### Selected text
Defenders of OWS dismiss this as the work of a few bad apples. But the transgressors would call themselves the vanguard. And they express, not betray, a significant ideological strain within the movement. Since the 1960s, some on the political left have sought liberal reform through the democratic process and nonviolent protest. Others have sought to hasten the crisis and collapse of fundamentally illegitimate social and economic systems. Both groups can be found within OWS, but the latter is ascendant.

OWS has, in fact, provoked a crisis of credibility for many American institutions. News coverage of the movement has been both disproportionate and fawning. The two encampments of Occupy DC, for example, have a couple of hundred inhabitants. If they moved to a nearby convention hotel, the group would probably be smaller than a meeting of the American Apparel and Footwear Association. During the Tea Party’s rise to national attention, the press scoured the country for any hint of rhetorical incitement to violence. OWS protesters smash windows, assault police officers and wear Guy Fawkes masks — a historical figure known for attempting to bomb the British Parliament.

City governments have also begun to look hapless for their accommodation of squalor, robberies, sexual attacks, drug use, vagrancy and vigilantism.

And what must Democratic leaders — who rushed to identify with a protean political force — now be thinking? OWS is not a seminar on income inequality — not the Center for American Progress on a camping trip. It is a leftist movement with a militant wing.

Stored data:
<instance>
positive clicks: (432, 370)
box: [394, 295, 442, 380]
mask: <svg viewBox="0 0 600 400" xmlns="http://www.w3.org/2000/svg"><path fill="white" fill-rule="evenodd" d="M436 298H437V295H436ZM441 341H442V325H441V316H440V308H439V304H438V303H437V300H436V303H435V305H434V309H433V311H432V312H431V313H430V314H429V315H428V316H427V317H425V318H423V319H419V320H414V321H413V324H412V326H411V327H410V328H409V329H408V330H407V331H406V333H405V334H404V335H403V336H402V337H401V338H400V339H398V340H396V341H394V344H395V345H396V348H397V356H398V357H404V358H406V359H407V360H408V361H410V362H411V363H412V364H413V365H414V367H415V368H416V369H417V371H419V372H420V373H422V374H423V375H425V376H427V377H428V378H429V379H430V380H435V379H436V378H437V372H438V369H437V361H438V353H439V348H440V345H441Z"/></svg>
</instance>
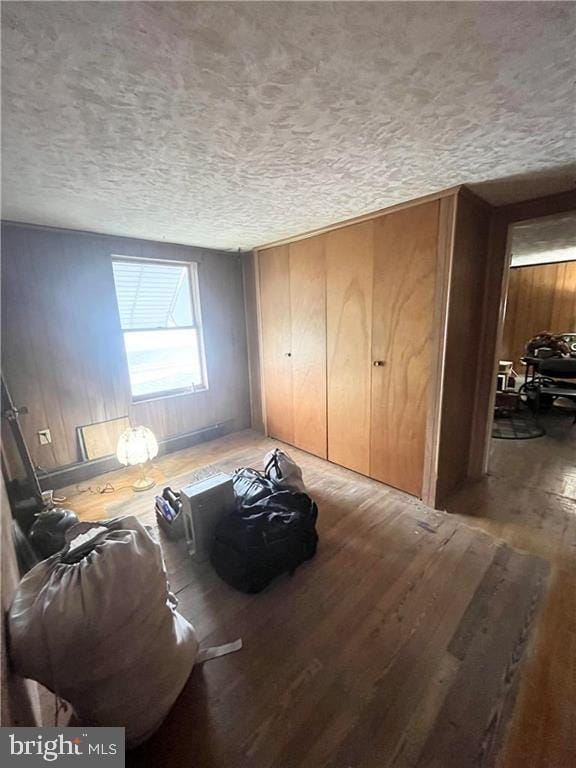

### Exercise instructions
[1] Return the passage of the Occupy Wall Street commentary that begins with the words containing "OWS has, in" and ends with "the British Parliament.", copied word for word.
[2] Resume the commentary on the Occupy Wall Street movement, picking up right after its final sentence.

### Answers to the exercises
[1]
OWS has, in fact, provoked a crisis of credibility for many American institutions. News coverage of the movement has been both disproportionate and fawning. The two encampments of Occupy DC, for example, have a couple of hundred inhabitants. If they moved to a nearby convention hotel, the group would probably be smaller than a meeting of the American Apparel and Footwear Association. During the Tea Party’s rise to national attention, the press scoured the country for any hint of rhetorical incitement to violence. OWS protesters smash windows, assault police officers and wear Guy Fawkes masks — a historical figure known for attempting to bomb the British Parliament.

[2]
Will Americans, looking for jobs, turn in hope to the vandalization of small businesses and the promise of a general strike? Will citizens, disappointed by a dysfunctional government, be impressed by the endless arguments of anarchist collectives? Will people, disgusted by partisanship and rhetorical rock-throwing, be attracted to actual rock throwing?

This seems to be the desperate political calculation of the Democratic Party. Good luck with that.

via As radicalism creeps in, credibility retreats from OWS – The Washington Post.

OK, they have TWO encampments in D.C., so that explains how they might have 200 protesters, despite the mere handful that I saw.   Gerson’s point is a good one:  Radicals, whether Marxists or Anarchists, WANT the collapse of our economic system, which is understood as the prerequisite for the revolution.